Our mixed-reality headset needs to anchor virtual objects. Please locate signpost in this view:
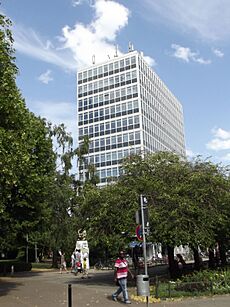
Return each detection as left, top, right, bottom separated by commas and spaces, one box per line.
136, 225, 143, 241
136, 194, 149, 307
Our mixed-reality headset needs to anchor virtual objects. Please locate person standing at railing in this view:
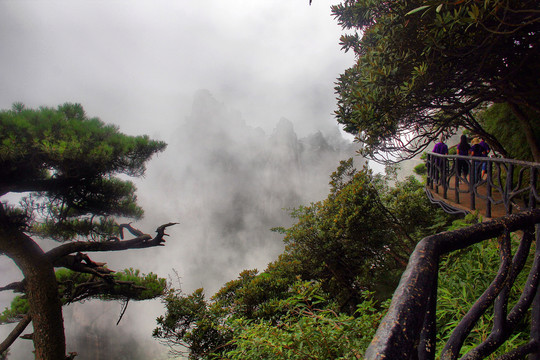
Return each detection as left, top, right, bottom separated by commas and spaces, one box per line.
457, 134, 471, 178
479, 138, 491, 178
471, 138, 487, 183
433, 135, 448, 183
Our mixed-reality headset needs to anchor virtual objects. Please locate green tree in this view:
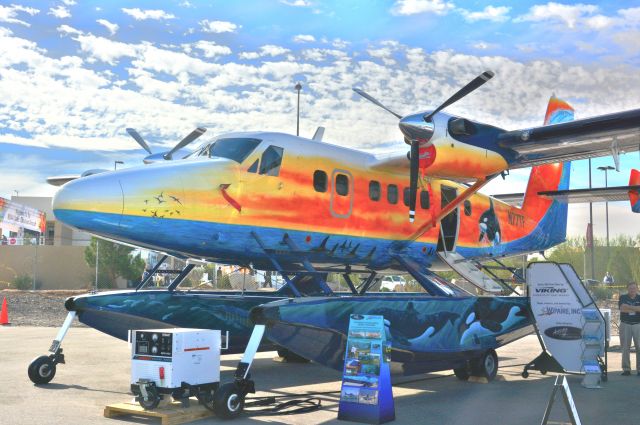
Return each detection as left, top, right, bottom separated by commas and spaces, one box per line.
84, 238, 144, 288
════════════════════
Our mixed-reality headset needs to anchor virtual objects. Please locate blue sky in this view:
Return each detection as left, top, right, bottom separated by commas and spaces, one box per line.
════════════════════
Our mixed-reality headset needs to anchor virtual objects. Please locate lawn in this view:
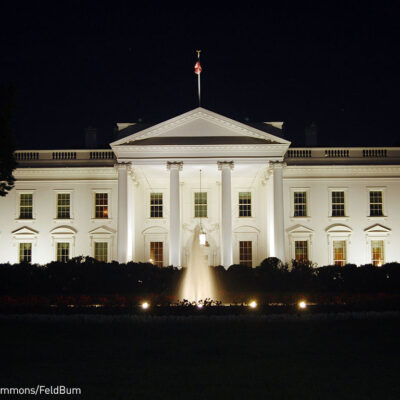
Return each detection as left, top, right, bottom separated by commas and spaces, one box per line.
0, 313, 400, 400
════════════════════
Return the entries above, word for word, from the line containing "Please locate lawn" through the line containing "0, 313, 400, 400", with both of those lines included. Leave out the picture.

Our mixed-reality headset needs to anchor virtual objects. Please locate lawn in this view:
Return each detection as left, top, right, bottom separated by commas and spaces, one box per line.
0, 313, 400, 400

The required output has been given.